> **Exercise prompt**:
Please print each of the entries below exactly.

::: Available records

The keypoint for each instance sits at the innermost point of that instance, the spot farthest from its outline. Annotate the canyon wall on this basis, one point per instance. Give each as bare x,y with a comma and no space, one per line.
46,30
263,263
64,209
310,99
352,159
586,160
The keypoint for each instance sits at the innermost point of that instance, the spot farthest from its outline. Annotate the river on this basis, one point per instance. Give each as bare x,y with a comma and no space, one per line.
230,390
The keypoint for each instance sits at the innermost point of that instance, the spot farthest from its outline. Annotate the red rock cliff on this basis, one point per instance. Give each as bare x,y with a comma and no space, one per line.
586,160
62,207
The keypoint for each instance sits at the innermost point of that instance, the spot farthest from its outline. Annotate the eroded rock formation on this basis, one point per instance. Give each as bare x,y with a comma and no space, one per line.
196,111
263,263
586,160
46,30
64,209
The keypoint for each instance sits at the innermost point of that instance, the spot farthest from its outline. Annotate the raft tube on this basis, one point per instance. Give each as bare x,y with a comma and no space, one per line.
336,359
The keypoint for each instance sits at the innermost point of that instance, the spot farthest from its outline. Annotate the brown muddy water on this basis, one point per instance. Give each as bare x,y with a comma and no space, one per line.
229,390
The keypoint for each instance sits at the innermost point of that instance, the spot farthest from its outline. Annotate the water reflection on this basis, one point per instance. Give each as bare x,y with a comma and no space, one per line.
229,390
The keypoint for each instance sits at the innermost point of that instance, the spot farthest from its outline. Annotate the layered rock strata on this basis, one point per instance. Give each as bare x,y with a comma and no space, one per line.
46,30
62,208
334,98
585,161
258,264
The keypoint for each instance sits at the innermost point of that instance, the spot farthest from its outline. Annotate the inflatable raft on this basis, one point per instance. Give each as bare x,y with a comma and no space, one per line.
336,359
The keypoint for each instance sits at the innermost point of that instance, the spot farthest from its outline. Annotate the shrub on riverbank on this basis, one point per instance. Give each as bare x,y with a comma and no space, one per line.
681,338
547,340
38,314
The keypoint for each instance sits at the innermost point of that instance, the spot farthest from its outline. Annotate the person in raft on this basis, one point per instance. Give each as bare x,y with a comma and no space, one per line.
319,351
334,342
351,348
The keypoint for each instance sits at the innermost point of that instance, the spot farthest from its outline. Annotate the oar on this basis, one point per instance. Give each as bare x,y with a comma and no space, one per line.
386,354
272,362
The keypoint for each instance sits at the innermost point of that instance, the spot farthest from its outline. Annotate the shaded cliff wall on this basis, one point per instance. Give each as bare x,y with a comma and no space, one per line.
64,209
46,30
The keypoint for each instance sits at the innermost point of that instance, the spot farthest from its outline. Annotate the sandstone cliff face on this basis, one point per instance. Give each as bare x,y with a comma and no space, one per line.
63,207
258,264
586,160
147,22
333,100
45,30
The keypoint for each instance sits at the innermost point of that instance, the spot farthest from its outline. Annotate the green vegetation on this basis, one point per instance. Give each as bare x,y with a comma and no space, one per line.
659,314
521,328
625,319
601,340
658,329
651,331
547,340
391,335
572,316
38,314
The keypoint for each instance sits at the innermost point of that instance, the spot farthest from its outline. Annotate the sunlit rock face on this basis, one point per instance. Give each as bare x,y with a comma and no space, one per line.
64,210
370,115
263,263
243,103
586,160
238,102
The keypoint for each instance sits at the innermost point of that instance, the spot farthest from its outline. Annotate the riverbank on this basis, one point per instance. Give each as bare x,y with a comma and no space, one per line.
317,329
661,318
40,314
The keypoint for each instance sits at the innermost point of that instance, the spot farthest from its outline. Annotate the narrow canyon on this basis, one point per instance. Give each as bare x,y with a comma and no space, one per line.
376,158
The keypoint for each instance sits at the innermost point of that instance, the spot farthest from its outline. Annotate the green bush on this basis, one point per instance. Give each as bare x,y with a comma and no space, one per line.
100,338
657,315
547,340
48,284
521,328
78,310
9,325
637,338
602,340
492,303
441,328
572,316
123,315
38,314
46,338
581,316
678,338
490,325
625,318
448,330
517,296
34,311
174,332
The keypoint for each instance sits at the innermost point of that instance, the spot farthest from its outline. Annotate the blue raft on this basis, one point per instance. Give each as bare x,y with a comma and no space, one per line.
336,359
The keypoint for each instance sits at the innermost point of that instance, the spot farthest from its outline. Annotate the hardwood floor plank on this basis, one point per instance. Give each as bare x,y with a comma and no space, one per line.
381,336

::::::

> **Problem solution**:
The keypoint for each instance sits at the innermost point of that instance, the spot farthest from its outline. Annotate the canyon wall on this basis, one point per instance. Give each as bare x,y with a comma and no space, one per line.
46,30
263,263
64,209
310,99
352,159
586,160
The keypoint for each instance sits at the innermost point of that instance, the spot farthest from its outline. Annotate the river on this basis, one point per instance. Give each as bare x,y with a comma and no space, one per line.
230,390
The keypoint for each instance sits at the innermost point of that instance, the spot farthest from its outline. Annotate the red rock cliff on this basis, one point per instance. Give each as bare x,y with a comma and no space, one per line.
586,160
62,207
The keypoint for each instance sits at the innermost point of that instance, the spot farthest from its outline. Annotate the eroded rock formation on this basis, one point per instance. Give each as bare x,y with a comma and no space, one per line.
196,111
263,263
586,160
46,30
64,209
The keypoint for each instance sits at the innermost point of that instance, the spot farthest from its outline. Annotate the raft tube on this basis, one point per instance. Give each as bare x,y with a comma and no space, one per line.
336,359
The keypoint for each instance sits at the innermost point of that instance, the spot farthest from its outline. Annotate the brown muddy water on this basis, one point per instance. Give each as bare x,y with a comma and no space, one per line.
229,390
The keypoint for each instance sits at the innermost point of that instance, the spot farthest from its outline. Annotate the water reflection on this basis, one point per instance. Give each as bare x,y with a comma and no space, one per line.
229,390
The keypoint for each instance sits at the innermost point of that instance, the spot farthest from its outline. Annotate the layered rock strata on this basis, one point per instance. Give each as bare x,y with a comma and no space, one per line.
46,30
62,208
334,98
585,161
258,264
The keypoint for each instance sits at the innermost point of that instance, the spot farthest from its outline. Annotate the inflatable raft on this basis, one point per instance. Give each as bare x,y with a comma and no space, one per line.
336,359
The keypoint for each instance sits at the innermost point of that instance, the spot farthest from its outline. Annotate the shrub on riverbank on this basis, one point per instance. Give each as bare x,y with a comma and no space, one per line.
681,338
547,340
38,314
The keypoint for each instance sits at the innermost point of that instance, the spot farthest from its outline. Annotate the person in raft on this basis, one point per instance. Give each as bare x,y with a comma and no space, one per line.
319,351
334,342
351,348
The keypoint for each instance sits at the innermost point of that instance, the spot farthest from its outline. Annotate the oar on this basis, one point per instance. Give each as bare x,y with a comma and no space, one per line.
386,354
272,362
The keypoint for each instance sits at the innermost point of that instance, the spot farthest from its outline. Annotate the shaded cliff wall on this basis, one point per instance. Give each as bare x,y with a comma and no space, one per line.
64,209
46,30
The keypoint for each instance sits at the innermost point of that instance, the spot farthest from its outline. Annotate the sandstone cliff face on this basis, one point per instance. Give each as bare x,y with a comma and no space, one per line.
63,207
258,264
586,160
147,22
333,100
45,30
The keypoint for each instance sits at the innermost point of that instance, the spot farthest from its outline. Annotate the green vegetation on this basis, one point per instance. Give each as bare x,y with a comma and no space, one per line.
659,314
521,328
625,319
601,340
658,329
651,331
547,340
391,335
572,316
38,314
The keypoint for each instance sits at the innermost point of that instance, the spot farthest from its outline. Annotate the sunlit rock face on this basis, one point per instance. Give each as bare x,y with a comma and no space, one per line.
64,210
370,115
263,263
243,103
586,160
238,102
The keypoint for each instance sits at the innermost point of that instance, the spot farthest from its outline. Annotate the riverbank on this basis, one point per instance. Give each as bare x,y with a comma and no space, one per line.
317,329
661,318
40,314
The keypoint for each instance sits at the innermost point of that instance, the spot farthest from its outline. Annotate the narrow canyon on this basis, one point per instance. Give each as bare x,y with a comma and no space, one per line.
376,158
The keypoint for each instance sits at the innermost point of that instance, the spot farthest from its outline. Annotate the green bush on this basis, one point per instance. Give each as bare x,y with a comma and no space, one per line.
100,338
657,315
547,340
48,284
521,328
78,310
9,325
637,338
602,340
492,303
441,328
572,316
123,315
38,314
46,338
581,316
678,338
490,325
625,318
448,330
517,296
34,311
174,332
The keypoint for each instance sits at the innermost point of that instance, the spot farthest from its outline. Annotate the blue raft on this basis, one point per instance. Give each as bare x,y with a comma and no space, one per line.
336,359
The keypoint for each instance sits at the innermost point of that instance, the spot farthest from its outline. Annotate the hardwood floor plank on this basis, one point per instance. Give each as bare x,y with a comma and no space, one per line.
381,336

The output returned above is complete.